# start of RECORDS
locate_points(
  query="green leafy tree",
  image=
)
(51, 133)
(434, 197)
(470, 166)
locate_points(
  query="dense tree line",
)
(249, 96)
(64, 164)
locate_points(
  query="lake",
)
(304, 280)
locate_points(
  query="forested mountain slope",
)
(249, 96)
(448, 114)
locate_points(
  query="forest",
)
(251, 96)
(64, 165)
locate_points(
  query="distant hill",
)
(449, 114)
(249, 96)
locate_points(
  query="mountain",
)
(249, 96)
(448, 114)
# end of RECORDS
# start of RECORDS
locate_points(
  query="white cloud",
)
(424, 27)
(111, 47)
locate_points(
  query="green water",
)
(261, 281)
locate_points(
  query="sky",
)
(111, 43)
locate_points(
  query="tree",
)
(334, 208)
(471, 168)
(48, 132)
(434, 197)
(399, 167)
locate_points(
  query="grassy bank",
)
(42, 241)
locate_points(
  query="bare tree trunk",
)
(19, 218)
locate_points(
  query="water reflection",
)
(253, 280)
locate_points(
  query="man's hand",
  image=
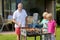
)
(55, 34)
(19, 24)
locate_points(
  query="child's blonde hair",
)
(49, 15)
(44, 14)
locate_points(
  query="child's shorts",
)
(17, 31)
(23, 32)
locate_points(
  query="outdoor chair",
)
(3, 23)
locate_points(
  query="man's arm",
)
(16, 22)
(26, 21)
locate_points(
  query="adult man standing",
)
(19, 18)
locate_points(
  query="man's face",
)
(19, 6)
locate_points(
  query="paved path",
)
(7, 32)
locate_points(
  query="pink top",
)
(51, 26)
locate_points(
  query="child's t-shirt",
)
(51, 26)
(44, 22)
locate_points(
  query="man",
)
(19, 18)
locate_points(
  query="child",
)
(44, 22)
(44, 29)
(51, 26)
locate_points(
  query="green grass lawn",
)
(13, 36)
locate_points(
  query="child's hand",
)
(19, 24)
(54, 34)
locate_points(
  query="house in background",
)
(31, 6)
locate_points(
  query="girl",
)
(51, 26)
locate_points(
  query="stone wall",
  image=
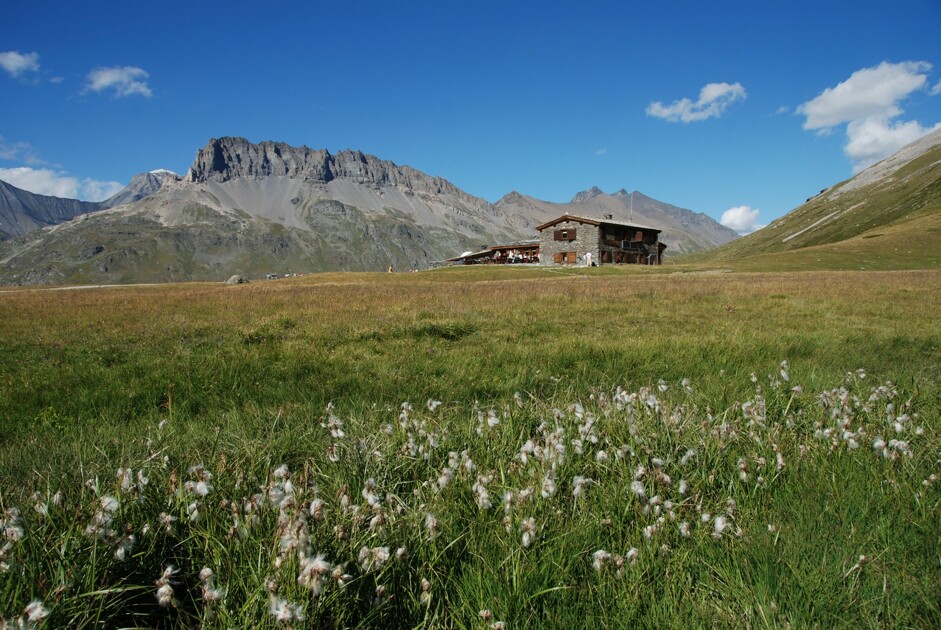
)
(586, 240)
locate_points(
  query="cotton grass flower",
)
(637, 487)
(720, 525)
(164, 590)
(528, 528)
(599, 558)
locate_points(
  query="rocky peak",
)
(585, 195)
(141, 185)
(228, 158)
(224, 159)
# end of RECORDS
STATED PROBLEM
Copy, in full, each line of the items above that contains the string "tree". Case counts.

SOLVED EXERCISE
  query="green leafy tree",
  query="dense tree line",
  query="tree",
  query="bare tree trunk",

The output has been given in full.